→ DATA SUPPLIED
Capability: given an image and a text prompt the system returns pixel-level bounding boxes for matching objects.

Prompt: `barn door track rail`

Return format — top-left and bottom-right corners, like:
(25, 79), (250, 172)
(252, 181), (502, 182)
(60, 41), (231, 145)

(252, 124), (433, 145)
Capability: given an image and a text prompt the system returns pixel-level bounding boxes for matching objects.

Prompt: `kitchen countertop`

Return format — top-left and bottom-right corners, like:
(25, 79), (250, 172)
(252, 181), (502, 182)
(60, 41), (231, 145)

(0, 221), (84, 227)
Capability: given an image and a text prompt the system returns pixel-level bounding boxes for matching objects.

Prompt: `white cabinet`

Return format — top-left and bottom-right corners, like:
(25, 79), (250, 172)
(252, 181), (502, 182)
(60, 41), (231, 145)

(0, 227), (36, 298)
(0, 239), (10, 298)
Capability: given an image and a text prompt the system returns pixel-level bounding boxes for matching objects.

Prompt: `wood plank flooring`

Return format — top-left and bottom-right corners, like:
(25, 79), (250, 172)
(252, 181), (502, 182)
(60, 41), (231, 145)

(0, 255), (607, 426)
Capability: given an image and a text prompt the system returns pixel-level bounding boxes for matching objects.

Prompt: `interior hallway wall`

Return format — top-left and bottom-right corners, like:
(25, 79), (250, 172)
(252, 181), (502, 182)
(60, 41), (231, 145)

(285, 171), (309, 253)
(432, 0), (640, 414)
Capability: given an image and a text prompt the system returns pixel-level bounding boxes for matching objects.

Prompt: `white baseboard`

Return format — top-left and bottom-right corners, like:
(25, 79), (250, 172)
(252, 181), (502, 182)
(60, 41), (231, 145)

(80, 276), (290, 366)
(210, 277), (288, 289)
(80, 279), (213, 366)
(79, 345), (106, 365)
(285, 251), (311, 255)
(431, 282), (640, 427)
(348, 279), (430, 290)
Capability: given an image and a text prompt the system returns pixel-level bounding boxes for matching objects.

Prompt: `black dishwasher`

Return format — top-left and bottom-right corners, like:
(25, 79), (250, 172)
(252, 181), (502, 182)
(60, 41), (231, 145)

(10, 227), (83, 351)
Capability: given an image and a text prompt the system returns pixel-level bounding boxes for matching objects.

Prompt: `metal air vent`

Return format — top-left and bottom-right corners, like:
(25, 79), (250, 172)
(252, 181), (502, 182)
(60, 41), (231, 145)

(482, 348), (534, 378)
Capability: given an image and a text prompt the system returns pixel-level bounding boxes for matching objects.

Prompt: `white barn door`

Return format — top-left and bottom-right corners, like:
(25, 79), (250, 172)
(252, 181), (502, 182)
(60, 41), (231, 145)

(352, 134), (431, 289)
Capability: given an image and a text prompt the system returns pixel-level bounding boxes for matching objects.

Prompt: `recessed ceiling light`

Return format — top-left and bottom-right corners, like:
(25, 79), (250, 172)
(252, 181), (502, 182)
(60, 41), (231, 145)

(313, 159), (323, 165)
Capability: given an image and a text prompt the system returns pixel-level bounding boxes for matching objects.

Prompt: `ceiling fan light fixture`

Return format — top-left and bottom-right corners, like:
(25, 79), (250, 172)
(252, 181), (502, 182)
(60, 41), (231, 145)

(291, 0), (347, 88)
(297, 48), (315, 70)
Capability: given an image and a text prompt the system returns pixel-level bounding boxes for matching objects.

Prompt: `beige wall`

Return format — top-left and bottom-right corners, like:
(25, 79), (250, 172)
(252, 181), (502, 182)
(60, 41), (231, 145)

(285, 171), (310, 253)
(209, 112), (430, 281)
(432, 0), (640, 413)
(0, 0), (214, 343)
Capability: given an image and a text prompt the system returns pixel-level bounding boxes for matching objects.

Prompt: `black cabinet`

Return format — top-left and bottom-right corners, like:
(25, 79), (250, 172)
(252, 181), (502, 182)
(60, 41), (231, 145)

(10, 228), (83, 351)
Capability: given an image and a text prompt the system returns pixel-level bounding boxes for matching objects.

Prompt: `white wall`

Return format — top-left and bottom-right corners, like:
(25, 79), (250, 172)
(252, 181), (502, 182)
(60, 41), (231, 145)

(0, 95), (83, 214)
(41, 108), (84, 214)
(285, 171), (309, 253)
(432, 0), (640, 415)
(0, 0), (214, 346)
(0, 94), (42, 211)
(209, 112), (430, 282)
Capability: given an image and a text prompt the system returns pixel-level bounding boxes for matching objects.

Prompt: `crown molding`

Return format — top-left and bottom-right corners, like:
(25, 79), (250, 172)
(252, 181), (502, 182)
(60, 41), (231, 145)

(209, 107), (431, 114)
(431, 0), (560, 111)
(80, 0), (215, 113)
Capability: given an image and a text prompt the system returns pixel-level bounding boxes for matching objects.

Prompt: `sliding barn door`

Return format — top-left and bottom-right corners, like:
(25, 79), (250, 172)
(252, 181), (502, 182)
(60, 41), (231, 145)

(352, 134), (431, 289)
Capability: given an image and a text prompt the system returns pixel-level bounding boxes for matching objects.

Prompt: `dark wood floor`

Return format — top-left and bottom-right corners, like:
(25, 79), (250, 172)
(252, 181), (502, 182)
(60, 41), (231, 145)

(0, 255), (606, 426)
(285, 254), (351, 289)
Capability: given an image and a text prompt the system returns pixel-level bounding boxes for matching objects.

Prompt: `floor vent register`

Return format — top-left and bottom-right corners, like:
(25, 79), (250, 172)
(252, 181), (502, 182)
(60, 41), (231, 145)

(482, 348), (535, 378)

→ EXERCISE AIM
Only lines with the word "light" are wanted, so copy each one from the records.

→ TASK OUTPUT
Prompt: `recessed ceiling light`
Prompt: `ceiling fan light fixture`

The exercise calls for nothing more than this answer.